**Exercise details**
Print the entire listing. Each line must match the original exactly.

=======

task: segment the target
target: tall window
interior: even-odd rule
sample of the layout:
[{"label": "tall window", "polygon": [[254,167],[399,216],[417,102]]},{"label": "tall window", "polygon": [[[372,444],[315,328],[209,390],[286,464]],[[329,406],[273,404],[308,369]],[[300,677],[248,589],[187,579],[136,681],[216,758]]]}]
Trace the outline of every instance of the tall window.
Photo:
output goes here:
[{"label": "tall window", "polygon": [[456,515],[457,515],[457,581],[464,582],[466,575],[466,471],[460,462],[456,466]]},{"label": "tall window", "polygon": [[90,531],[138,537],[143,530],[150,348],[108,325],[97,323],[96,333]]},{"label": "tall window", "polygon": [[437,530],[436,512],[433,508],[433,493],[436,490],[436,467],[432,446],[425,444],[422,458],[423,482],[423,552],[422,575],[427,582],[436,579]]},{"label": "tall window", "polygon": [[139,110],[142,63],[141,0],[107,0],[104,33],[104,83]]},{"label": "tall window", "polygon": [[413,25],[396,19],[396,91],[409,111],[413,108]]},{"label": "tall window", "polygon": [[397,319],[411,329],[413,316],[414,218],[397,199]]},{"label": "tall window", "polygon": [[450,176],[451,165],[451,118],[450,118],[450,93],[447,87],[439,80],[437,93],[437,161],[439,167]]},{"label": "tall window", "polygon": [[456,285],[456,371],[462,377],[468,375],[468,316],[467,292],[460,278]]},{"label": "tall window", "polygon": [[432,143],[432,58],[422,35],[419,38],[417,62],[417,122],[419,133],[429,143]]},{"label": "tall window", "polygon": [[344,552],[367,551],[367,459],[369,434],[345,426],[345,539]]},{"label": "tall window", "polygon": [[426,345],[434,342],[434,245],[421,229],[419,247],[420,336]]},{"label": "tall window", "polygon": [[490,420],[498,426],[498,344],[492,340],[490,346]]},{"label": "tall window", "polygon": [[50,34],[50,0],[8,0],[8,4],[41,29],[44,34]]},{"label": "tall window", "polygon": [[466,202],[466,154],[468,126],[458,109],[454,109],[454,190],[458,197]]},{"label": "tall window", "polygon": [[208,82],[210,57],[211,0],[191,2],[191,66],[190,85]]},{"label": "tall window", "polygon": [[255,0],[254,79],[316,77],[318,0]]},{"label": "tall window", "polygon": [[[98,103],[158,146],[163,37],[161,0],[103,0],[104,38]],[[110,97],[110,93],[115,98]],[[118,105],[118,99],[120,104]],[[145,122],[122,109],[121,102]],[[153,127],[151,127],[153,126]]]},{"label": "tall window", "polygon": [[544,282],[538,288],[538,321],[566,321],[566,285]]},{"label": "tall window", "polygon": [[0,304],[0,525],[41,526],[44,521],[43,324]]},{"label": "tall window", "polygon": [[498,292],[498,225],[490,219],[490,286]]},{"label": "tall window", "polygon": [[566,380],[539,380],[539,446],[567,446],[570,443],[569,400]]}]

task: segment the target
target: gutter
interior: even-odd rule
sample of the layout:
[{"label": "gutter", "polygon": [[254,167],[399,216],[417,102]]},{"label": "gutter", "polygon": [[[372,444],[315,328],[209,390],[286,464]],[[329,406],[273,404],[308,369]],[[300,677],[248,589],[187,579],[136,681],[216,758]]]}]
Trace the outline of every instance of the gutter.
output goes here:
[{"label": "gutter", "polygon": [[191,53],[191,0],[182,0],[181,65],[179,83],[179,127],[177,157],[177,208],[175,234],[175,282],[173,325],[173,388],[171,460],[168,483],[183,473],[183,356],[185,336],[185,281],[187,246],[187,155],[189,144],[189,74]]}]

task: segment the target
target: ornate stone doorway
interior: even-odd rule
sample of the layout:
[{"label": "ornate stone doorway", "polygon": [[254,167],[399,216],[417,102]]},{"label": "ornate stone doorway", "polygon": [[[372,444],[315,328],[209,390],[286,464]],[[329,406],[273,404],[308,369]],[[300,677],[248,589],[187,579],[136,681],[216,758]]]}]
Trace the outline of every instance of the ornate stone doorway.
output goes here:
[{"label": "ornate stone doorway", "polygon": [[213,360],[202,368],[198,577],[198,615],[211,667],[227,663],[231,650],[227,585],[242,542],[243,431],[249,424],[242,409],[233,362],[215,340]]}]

=======

**Exercise solution**
task: segment the target
target: tall window
interior: even-odd rule
sample of the layout:
[{"label": "tall window", "polygon": [[254,167],[399,216],[417,102]]},{"label": "tall window", "polygon": [[[372,444],[315,328],[209,390],[286,464]],[[329,406],[273,404],[308,369]],[[300,677],[248,589],[187,579],[136,681],[216,758]]]}]
Trace the outline of every instance of the tall window.
Photo:
output goes here:
[{"label": "tall window", "polygon": [[456,515],[457,515],[457,581],[464,582],[466,575],[466,471],[460,462],[456,466]]},{"label": "tall window", "polygon": [[90,531],[138,537],[143,530],[150,348],[108,325],[97,323],[96,333]]},{"label": "tall window", "polygon": [[437,530],[436,512],[433,508],[433,493],[436,490],[436,467],[432,446],[425,444],[422,458],[423,482],[423,552],[422,575],[427,582],[436,579]]},{"label": "tall window", "polygon": [[139,110],[142,63],[141,0],[107,0],[104,33],[104,83]]},{"label": "tall window", "polygon": [[413,25],[396,19],[396,91],[409,111],[413,108]]},{"label": "tall window", "polygon": [[397,319],[411,329],[413,316],[414,218],[397,199]]},{"label": "tall window", "polygon": [[450,176],[451,165],[451,118],[450,118],[450,93],[447,87],[439,80],[437,93],[437,161],[439,167]]},{"label": "tall window", "polygon": [[456,285],[456,371],[462,377],[468,375],[468,316],[467,292],[460,278]]},{"label": "tall window", "polygon": [[432,143],[432,58],[422,35],[419,38],[417,62],[417,122],[419,133],[429,143]]},{"label": "tall window", "polygon": [[344,552],[367,551],[367,459],[369,434],[345,426],[345,539]]},{"label": "tall window", "polygon": [[426,345],[434,342],[434,245],[421,229],[419,247],[420,336]]},{"label": "tall window", "polygon": [[490,420],[498,426],[498,344],[492,340],[490,346]]},{"label": "tall window", "polygon": [[50,34],[50,0],[8,0],[8,4],[41,29],[44,34]]},{"label": "tall window", "polygon": [[466,202],[466,154],[468,126],[458,109],[454,109],[454,190],[458,197]]},{"label": "tall window", "polygon": [[208,82],[210,57],[211,0],[191,2],[191,66],[190,85]]},{"label": "tall window", "polygon": [[255,0],[254,79],[316,77],[318,0]]},{"label": "tall window", "polygon": [[[98,103],[158,146],[163,37],[161,0],[103,0],[104,38]],[[110,97],[110,93],[115,98]],[[118,105],[118,99],[120,104]],[[145,122],[122,109],[121,102]],[[153,127],[151,127],[153,126]]]},{"label": "tall window", "polygon": [[544,282],[538,288],[538,321],[566,321],[566,285]]},{"label": "tall window", "polygon": [[0,304],[0,525],[41,526],[44,521],[43,324]]},{"label": "tall window", "polygon": [[498,292],[498,225],[490,219],[490,286]]},{"label": "tall window", "polygon": [[566,380],[539,380],[539,446],[567,446],[570,443],[569,400]]}]

task: segment the target
target: gutter
interior: even-odd rule
sample of the layout:
[{"label": "gutter", "polygon": [[254,167],[399,216],[417,102]]},{"label": "gutter", "polygon": [[[372,444],[315,328],[209,390],[286,464]],[[329,406],[273,404],[308,369]],[[300,677],[248,589],[187,579],[136,681],[216,758]]]}]
Trace the outline of every instance of the gutter.
output goes here:
[{"label": "gutter", "polygon": [[191,53],[191,0],[182,0],[181,65],[179,83],[179,127],[177,157],[177,208],[175,234],[175,282],[173,325],[173,388],[171,460],[168,483],[183,473],[183,356],[185,336],[185,281],[187,246],[187,155],[189,144],[189,74]]}]

task: segment the target
target: ornate stone doorway
interior: even-odd rule
sample of the layout:
[{"label": "ornate stone doorway", "polygon": [[254,167],[399,216],[417,102]]},{"label": "ornate stone doorway", "polygon": [[[372,444],[315,328],[209,390],[286,464]],[[329,406],[273,404],[308,369]],[[300,677],[248,589],[187,579],[136,681],[216,758]]]}]
Trace the outline of every instance of the ornate stone doorway.
output goes here:
[{"label": "ornate stone doorway", "polygon": [[213,360],[202,368],[198,577],[198,615],[211,667],[227,663],[231,650],[227,585],[242,542],[243,431],[249,424],[242,409],[233,362],[215,340]]}]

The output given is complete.